--- Start THE RECORDS ---

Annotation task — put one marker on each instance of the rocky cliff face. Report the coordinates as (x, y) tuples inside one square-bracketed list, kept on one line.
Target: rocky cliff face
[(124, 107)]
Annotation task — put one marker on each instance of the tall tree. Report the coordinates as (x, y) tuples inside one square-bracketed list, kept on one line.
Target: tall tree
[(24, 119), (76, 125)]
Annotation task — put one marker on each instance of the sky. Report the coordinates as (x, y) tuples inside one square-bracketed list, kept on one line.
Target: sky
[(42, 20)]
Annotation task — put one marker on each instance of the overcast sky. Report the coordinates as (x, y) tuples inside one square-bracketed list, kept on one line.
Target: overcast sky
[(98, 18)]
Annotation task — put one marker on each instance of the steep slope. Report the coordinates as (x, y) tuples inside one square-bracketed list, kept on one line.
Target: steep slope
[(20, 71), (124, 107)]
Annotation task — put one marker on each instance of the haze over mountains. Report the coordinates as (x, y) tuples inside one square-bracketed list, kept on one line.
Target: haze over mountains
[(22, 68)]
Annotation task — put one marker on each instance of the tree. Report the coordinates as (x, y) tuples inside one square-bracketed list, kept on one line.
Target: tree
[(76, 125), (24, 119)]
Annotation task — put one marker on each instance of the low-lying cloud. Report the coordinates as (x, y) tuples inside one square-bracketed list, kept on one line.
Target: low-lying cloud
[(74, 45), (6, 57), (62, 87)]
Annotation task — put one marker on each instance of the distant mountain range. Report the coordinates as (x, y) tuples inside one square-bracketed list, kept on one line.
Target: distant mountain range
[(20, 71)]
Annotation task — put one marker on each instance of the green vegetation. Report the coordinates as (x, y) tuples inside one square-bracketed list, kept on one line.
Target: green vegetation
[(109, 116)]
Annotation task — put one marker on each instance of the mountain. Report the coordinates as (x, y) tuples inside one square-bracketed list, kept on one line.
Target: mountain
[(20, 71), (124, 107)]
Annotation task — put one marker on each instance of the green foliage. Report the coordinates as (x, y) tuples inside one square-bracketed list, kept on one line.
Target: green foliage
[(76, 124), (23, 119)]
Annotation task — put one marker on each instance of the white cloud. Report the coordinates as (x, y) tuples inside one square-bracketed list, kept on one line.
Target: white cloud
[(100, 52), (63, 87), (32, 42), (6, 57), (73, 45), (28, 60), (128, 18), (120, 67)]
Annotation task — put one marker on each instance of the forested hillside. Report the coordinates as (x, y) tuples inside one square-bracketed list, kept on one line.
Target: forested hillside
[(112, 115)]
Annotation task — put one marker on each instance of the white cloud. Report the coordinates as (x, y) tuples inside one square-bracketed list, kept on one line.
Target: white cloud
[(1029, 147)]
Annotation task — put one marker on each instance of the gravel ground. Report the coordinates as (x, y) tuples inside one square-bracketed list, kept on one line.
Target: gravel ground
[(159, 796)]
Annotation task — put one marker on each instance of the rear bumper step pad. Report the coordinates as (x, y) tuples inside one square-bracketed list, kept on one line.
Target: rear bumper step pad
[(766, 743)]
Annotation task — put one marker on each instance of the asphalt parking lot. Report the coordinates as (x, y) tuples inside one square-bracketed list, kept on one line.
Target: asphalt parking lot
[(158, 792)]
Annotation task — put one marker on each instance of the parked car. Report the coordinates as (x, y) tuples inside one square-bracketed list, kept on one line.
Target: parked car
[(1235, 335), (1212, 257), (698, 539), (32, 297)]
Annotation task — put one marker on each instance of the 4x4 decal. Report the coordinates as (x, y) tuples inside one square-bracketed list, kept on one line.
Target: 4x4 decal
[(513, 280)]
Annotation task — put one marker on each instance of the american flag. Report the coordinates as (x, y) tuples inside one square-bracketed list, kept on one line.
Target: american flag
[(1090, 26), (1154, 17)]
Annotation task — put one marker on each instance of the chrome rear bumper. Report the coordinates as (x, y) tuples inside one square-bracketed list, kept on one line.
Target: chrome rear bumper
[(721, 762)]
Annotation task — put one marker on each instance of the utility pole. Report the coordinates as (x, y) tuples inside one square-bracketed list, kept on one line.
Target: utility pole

--- End THE RECORDS ---

- **EXERCISE**
Starting from the line containing "of the american" and ending with the final line of the data, reproduce each line exactly as it appears, including no other lines.

- **FINAL RESULT**
Annotation task — put one marker on each instance of the american flag. Report the coordinates as (x, y) tuples inside one square-bracketed list, kept on one line.
Target: american flag
[(1090, 26), (1154, 17)]
Annotation task — put one marker on each instance of the chrome rear bumper. Report the coordinates as (x, y) tuples inside one square-bracketed list, kept on one line.
Target: chrome rear bumper
[(721, 762)]
Annotation task — put one marker on each instance of the utility pole. Report the coordinates as (x, y) tuples inside one square-bracketed list, kept on one line.
Target: utility pole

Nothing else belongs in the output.